* **SHORT PROBLEM A**: Copy out everything in the listing below, from the line containing "of the electrical" down to the final line of the listing, matching each line word for word.

* **SELECTED PASSAGE**:

--- START ---

Hello all,

yesterday I had exactly the same problems with jemalloc and the lrt flag on CentOS 6.9, so thanks!

Additionally, I had to add libpng as a dependency because of this:

   bazel-out/host/bin/tensorflow/python/gen_sdca_ops_py_wrappers_cc:
   symbol lookup error:
   
/dev/shm/tmp/eb-JSJtbU/tmpdYLcXD-bazel-build/execroot/org_tensorflow/bazel-out/host/bin/tensorflow/python/../../_solib_k8/_U_S_Stensorflow_Spython_Cgen_Usdca_Uops_Upy_Uwrappers_Ucc___Utensorflow/libtensorflow_framework.so:
   undefined symbol: png_set_longjmp_fn

which seems to need libpng >=1.5.

Cheers,

Miguel


On 26/04/18 21:49, Yann Sagon wrote:
Dear Mikael, dear Kenneth,

I tried to compile with only with_jemalloc = False and it failed.

--- END ---

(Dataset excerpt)
--- START ---

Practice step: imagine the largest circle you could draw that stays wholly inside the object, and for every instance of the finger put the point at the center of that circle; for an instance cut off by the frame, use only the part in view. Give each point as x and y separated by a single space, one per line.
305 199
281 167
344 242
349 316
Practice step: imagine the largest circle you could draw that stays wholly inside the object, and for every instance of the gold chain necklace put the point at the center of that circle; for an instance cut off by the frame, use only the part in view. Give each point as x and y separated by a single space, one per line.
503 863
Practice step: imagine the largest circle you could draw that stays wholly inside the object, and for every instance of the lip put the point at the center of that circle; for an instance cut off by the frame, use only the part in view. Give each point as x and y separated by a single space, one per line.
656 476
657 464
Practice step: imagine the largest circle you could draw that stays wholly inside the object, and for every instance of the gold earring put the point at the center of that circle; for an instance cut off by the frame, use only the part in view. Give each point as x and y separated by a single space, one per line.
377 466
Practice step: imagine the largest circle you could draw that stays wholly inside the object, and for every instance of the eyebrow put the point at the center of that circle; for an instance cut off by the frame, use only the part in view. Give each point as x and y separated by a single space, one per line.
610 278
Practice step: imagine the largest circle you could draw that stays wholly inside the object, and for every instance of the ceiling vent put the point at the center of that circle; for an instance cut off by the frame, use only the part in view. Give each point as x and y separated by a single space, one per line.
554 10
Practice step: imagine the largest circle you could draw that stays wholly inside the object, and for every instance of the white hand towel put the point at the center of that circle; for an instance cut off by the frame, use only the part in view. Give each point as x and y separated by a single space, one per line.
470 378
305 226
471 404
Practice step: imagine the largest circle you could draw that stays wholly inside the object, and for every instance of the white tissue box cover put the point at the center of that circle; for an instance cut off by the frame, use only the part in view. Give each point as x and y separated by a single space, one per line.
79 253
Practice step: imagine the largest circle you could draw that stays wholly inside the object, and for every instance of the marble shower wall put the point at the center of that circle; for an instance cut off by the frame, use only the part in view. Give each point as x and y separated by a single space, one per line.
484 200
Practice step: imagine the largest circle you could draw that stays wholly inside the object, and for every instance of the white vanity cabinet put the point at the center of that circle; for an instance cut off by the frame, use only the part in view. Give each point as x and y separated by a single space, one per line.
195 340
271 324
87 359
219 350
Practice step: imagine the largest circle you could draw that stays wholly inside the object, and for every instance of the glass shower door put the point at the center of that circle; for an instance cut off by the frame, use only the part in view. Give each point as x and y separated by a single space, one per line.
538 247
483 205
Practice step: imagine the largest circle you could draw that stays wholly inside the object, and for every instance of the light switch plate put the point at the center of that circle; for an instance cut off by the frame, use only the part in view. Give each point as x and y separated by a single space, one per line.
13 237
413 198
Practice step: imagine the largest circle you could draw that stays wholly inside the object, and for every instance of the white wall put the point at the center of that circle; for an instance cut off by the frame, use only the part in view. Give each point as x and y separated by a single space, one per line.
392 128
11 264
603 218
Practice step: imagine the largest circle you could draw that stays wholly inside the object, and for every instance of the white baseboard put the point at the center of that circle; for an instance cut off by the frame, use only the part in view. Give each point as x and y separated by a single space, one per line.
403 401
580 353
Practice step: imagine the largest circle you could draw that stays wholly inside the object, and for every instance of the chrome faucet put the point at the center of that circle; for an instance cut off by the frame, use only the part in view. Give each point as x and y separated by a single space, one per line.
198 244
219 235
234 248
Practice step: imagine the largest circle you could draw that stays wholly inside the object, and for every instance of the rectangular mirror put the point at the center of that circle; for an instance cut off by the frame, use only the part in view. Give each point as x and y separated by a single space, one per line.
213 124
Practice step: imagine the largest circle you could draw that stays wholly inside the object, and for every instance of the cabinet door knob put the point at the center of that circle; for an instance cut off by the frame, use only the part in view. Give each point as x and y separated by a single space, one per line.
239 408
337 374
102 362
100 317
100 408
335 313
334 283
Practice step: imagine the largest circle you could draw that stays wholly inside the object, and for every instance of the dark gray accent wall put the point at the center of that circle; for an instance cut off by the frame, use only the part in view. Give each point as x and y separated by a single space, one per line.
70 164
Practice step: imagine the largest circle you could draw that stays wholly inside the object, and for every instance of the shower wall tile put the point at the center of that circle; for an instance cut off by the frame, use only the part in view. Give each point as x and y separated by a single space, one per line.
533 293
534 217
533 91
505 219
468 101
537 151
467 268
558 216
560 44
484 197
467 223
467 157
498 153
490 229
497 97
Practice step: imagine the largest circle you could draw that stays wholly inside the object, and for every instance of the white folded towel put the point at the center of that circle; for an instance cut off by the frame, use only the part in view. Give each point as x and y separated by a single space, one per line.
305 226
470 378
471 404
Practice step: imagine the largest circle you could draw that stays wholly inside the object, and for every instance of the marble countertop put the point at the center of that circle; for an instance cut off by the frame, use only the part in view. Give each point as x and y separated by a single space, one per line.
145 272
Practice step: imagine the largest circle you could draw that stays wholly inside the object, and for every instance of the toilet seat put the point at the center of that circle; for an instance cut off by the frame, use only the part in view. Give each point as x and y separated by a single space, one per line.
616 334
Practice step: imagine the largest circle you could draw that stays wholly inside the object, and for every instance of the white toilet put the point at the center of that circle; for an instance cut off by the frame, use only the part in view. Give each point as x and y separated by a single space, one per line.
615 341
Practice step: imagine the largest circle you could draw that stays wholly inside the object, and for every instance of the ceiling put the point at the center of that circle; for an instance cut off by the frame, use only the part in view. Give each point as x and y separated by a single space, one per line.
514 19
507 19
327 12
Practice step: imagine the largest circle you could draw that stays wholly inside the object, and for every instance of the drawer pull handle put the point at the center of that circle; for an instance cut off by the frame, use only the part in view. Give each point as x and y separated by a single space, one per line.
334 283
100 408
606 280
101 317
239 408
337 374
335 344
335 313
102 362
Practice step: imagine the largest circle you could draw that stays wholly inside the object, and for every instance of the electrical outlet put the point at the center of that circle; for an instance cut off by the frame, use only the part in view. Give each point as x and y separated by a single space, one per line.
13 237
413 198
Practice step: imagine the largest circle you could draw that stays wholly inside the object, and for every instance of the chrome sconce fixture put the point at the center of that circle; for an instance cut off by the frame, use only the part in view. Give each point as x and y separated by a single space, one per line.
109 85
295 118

--- END ---

* **SHORT PROBLEM B**: Continue the forum thread about compiling TensorFlow on CentOS from the point where it stops above.

* **WRITTEN REPLY A**:
Practice step: imagine the largest circle you could draw that stays wholly inside the object, and for every instance of the electrical outlet put the point at the center of that circle; for an instance cut off by the frame, use only the part in view. Give each point as x and y separated by a single space, one per line.
13 237
413 198
Practice step: imagine the largest circle you could draw that stays wholly inside the object, and for every instance of the chrome sconce fixture put the point at the center of that circle; for an instance cut off by the frame, use only the part in view. Give each point as x and y separated by a single space, one per line.
109 85
295 118

* **WRITTEN REPLY B**:
Using Mikael's patch, it's working fine! And yes, it's a CentOS 6.9, good guess.

Many thanks, I'm very happy that I won't have to fight to install Bazel and Tensorflow manually anymore!

I'm trying to compile the TF with cuda support as well but I'm not sure if I proceed correctly.

I have added in the eb file:

under dependencies: ('cuDNN', '6.0-CUDA-8.0.61', '', True)

and cuda_compute_capabilities = ['6.0']

Do I have to enable cuda support in Bazel as well?

here is the build log when trying to build for cuda: https://gist.github.com/ysagon/a205242bb91becaccf4b684d5285514d






2018-04-25 21:45 GMT+02:00 Kenneth Hoste <[email protected] <mailto:[email protected]>>:

    Hi all,

    On 25/04/2018 21:21, Mikael Öhman wrote:
    > Hi Yann,
    >
    > A bit of a shot in the dark here, but does this happen to be a
    CentOS6
    > machine?
    > If so, I had to set "with_jemalloc = False" and apply the
    lrt-flag patch
    > https://github.com/easybuilders/easybuild-easyconfigs/pull/6089
    <https://github.com/easybuilders/easybuild-easyconfigs/pull/6089>
    (which I
    > hope will make it into the next release? still waiting approval
    though)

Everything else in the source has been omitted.